[Collected data entries]
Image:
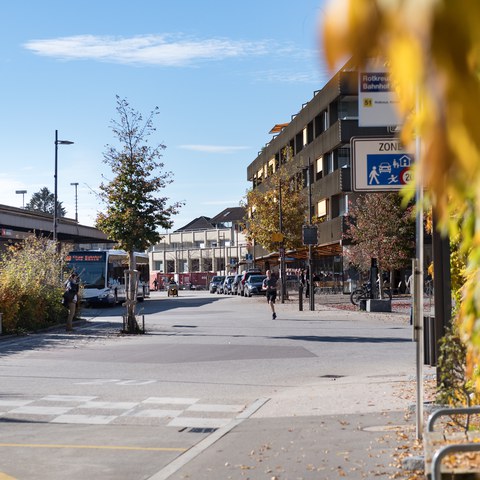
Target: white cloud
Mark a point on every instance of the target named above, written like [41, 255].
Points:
[213, 148]
[163, 50]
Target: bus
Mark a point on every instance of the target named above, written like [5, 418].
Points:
[102, 275]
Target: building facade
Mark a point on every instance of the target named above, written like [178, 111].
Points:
[317, 142]
[201, 249]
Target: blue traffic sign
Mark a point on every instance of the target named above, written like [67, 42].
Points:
[388, 169]
[380, 164]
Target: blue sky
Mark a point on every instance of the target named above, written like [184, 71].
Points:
[222, 74]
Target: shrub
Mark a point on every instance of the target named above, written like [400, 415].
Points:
[31, 286]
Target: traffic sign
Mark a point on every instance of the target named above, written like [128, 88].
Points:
[379, 164]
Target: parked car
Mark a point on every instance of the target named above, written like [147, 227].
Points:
[245, 275]
[235, 283]
[227, 284]
[253, 285]
[215, 282]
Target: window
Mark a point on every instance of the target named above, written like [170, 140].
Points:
[322, 208]
[309, 129]
[343, 157]
[318, 168]
[298, 142]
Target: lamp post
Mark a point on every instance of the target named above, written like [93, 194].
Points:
[311, 293]
[55, 207]
[22, 193]
[281, 249]
[75, 184]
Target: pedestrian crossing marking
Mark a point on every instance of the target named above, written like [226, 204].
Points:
[85, 419]
[185, 412]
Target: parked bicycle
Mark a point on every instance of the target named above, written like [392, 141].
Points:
[365, 293]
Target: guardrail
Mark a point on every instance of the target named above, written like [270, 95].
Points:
[438, 445]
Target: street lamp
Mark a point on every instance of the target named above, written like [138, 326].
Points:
[22, 193]
[311, 292]
[55, 207]
[75, 184]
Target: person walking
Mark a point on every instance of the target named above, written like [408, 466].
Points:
[270, 285]
[71, 298]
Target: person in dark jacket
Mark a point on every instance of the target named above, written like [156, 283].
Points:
[70, 298]
[270, 285]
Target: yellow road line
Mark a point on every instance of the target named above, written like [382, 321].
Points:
[93, 447]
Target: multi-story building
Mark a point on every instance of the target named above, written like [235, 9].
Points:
[200, 249]
[317, 142]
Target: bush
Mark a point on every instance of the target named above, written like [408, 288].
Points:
[31, 286]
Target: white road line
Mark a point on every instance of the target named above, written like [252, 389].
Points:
[85, 419]
[171, 400]
[203, 407]
[32, 410]
[200, 447]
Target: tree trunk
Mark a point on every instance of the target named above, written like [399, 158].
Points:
[131, 294]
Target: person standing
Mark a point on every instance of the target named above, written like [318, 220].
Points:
[71, 298]
[270, 285]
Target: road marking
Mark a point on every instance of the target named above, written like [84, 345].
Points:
[85, 419]
[92, 447]
[4, 476]
[197, 449]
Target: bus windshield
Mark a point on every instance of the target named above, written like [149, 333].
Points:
[90, 267]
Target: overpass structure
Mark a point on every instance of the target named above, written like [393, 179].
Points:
[18, 223]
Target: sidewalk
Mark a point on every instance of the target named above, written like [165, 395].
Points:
[347, 428]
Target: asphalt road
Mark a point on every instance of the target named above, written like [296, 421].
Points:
[97, 404]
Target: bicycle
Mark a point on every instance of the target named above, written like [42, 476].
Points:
[365, 293]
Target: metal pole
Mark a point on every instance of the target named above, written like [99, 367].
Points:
[75, 184]
[281, 247]
[418, 291]
[311, 293]
[55, 189]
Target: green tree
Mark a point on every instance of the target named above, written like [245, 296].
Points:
[263, 218]
[379, 227]
[44, 201]
[134, 209]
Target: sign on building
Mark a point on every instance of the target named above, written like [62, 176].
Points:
[309, 235]
[377, 99]
[379, 164]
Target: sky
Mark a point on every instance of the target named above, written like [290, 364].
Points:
[221, 73]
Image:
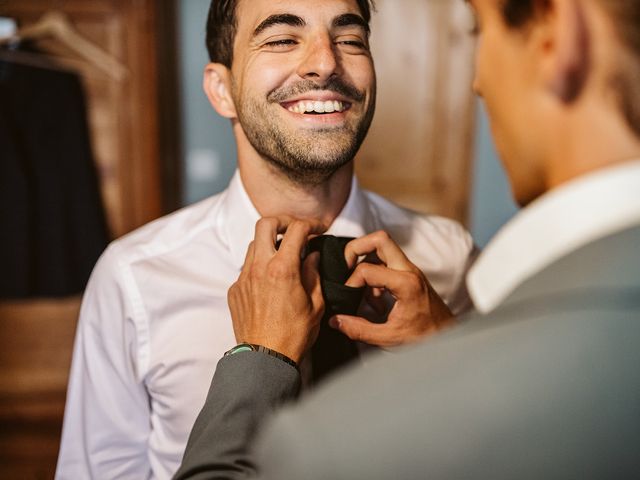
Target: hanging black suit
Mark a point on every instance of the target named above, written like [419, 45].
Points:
[52, 223]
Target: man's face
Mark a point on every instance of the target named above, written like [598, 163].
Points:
[505, 78]
[303, 83]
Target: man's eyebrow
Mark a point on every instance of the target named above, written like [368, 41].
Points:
[351, 19]
[279, 19]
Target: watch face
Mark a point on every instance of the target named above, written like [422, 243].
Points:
[243, 347]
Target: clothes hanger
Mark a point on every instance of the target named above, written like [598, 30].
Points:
[55, 24]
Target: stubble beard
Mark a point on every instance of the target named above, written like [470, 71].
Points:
[306, 157]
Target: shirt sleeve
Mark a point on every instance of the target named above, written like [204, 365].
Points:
[107, 414]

WHAT YOU WILL DO
Select every line above that contains the word "building", and copy it.

ANSWER AREA
Target: building facade
Target: multi-story building
Target: sign on building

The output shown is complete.